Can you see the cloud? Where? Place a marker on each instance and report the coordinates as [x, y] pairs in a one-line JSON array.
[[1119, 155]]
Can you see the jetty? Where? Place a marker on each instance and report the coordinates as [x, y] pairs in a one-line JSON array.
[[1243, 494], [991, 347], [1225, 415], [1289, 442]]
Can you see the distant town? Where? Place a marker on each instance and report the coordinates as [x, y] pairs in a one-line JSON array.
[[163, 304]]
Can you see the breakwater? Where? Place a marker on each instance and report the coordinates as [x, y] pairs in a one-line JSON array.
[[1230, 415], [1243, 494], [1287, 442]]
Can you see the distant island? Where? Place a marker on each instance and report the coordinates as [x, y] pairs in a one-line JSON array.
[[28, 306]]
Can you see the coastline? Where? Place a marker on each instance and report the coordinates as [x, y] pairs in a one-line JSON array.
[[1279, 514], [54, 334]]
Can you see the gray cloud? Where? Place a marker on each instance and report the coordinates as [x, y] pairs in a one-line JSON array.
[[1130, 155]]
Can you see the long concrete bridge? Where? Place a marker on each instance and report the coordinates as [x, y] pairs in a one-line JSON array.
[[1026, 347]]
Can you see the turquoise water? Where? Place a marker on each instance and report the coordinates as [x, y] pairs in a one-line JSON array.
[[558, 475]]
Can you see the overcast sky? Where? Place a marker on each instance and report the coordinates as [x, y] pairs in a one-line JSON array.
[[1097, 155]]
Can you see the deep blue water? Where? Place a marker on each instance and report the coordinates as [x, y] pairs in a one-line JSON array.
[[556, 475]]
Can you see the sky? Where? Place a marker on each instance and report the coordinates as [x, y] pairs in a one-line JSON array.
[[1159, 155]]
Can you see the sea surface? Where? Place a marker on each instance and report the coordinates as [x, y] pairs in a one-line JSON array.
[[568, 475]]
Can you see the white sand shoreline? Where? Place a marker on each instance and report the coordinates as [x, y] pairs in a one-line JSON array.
----------
## About this task
When you reach the end of the data, retype all of it exactly.

## Written answer
Can you see the cloud? Where? Place a marker on each instance and report the coordinates as [x, y] pairs in a one-line JSON array.
[[1119, 155]]
Can you see the jetty? Where? Place a marker on each instance and report the coordinates as [x, y] pairs in a one-line JSON array.
[[1243, 494], [991, 347], [1225, 415], [1289, 442]]
Can you see the distant town? Where? Place a marker on each instance and report the coordinates as [x, y] pairs in a one-line JSON array.
[[163, 304]]
Can you see the breakwater? Where? Place a marker on each instance and report the coordinates as [x, y] pairs in a one-line JSON array.
[[1230, 415], [1243, 494], [1287, 442]]
Can you see the distant island? Where? Place a marker on each instance and report the coordinates as [x, y] pairs in a one-line JSON array.
[[28, 306]]
Can you see the coastline? Where? Place a marker on each instance and report the coordinates as [x, y] pairs in a one-line JSON array.
[[1279, 514], [54, 334]]
Can you see the gray cloud? Where? Place a marker on each instance and report the coordinates as [x, y] pairs in a one-line JSON array.
[[1130, 155]]
Can you see the long concrete bridge? Where? Place a marker on each instance and report the coordinates as [x, y] pairs in a one-line JSON array.
[[1026, 347]]
Can you see the turquoise water? Where? Place a marker on each instance and report the coordinates as [x, y] pairs in a one-line JSON array.
[[558, 475]]
Can you see the overcast sky? Where? Place a marker on each instance and report the coordinates as [x, y] pairs in a one-line JSON array.
[[1097, 155]]
Can you see the deep blue water? Where? Place a marker on each instance and report the coordinates as [x, y] pairs in a one-line JSON array.
[[556, 475]]
Can you see the sky? Where? Place a marker on each instance and report the coordinates as [x, y] pairs in a one-line JSON array.
[[1159, 155]]
Can you see the sea surface? Where? Place a marker on each instance and report the coordinates as [x, y] pairs in a one-line JSON array.
[[568, 475]]
Can you see the white sand shoreline? Where? Place a marker on each instance and report the coordinates as [x, y] pairs in a one-line JSON array.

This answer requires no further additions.